# Excerpted passage:
***

Fix test_addmm_gelu assertion on Windows CUDA #104031

aakhundov · 2023-06-22T09:19:26Z

Stack from ghstack (oldest at bottom):

-> Fix test_addmm_gelu assertion on Windows CUDA #104031

Summary:

This PR fixes the wrong assertion in the test_addmm_gelu happening in the Windows CUDA CI job caused by #103811. The addmm + GELU fusion is likely not happening (or not using the tanh approximation) on Windows. See this comment in the #103811 for the details of the error.

***

# Tasks:
a) Answer these questions from the test_addmm_gelu fix page above, one answer per line:
(i) Who posted it, and on what date?
(ii) Which earlier pull request caused the wrong assertion?
(iii) On Windows, what is likely happening with the addmm + GELU fusion?
b) In the test_addmm_gelu fix page above, turn the paragraph beginning "This PR fixes the wrong assertion" into a short bulleted list that keeps its main facts.

# Data listing:
***

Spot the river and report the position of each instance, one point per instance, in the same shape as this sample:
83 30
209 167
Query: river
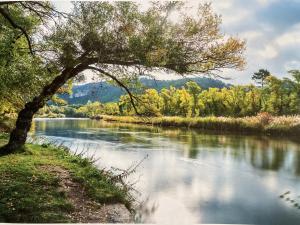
188 176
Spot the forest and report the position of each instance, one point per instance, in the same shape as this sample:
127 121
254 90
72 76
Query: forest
272 95
142 153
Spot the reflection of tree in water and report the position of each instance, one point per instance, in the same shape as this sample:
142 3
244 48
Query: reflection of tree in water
261 152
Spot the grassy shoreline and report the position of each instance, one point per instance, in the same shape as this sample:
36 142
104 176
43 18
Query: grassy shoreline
48 184
262 124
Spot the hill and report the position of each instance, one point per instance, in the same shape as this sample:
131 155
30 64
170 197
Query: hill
105 92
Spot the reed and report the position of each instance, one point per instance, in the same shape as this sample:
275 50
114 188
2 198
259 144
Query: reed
262 123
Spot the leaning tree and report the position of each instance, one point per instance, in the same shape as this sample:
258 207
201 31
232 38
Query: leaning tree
121 40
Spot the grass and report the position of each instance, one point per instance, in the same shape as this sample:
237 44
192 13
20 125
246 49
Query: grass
263 123
29 194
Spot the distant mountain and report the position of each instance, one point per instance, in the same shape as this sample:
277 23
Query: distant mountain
105 92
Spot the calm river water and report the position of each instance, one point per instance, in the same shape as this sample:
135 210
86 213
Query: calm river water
193 177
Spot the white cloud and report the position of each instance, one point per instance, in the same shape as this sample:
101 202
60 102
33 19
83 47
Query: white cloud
290 38
269 52
292 65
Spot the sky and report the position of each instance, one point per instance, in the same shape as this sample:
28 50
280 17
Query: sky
271 29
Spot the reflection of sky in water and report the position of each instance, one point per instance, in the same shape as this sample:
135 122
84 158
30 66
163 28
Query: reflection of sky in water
191 177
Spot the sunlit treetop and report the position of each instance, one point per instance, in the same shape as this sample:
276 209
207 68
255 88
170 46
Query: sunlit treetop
117 36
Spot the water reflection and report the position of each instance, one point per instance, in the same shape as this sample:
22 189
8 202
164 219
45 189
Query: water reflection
194 177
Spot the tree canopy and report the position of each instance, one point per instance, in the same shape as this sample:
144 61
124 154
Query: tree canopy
119 41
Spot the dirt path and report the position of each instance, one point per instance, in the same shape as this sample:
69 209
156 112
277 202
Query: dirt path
86 210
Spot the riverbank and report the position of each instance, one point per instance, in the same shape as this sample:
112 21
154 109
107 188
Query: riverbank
263 123
47 184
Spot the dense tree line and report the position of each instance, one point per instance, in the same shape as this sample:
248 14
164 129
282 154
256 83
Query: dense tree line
118 41
273 95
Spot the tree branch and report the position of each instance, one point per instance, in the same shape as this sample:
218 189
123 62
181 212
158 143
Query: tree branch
16 26
131 96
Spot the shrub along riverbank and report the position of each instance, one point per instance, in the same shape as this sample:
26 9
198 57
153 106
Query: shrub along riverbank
48 184
263 123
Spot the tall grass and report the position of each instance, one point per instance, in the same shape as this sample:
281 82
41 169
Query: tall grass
262 123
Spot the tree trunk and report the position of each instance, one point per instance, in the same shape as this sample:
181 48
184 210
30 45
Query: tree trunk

***

# Task responses:
a)
(i) aakhundov, on 2023-06-22.
(ii) #103811.
(iii) The fusion is likely not happening, or it is not using the tanh approximation.

b)
- Fixes a wrong assertion in test_addmm_gelu.
- The failure occurs in the Windows CUDA CI job and was caused by #103811.
- On Windows, the addmm + GELU fusion is likely not happening or is not using the tanh approximation.
- Details of the error are in a comment on #103811.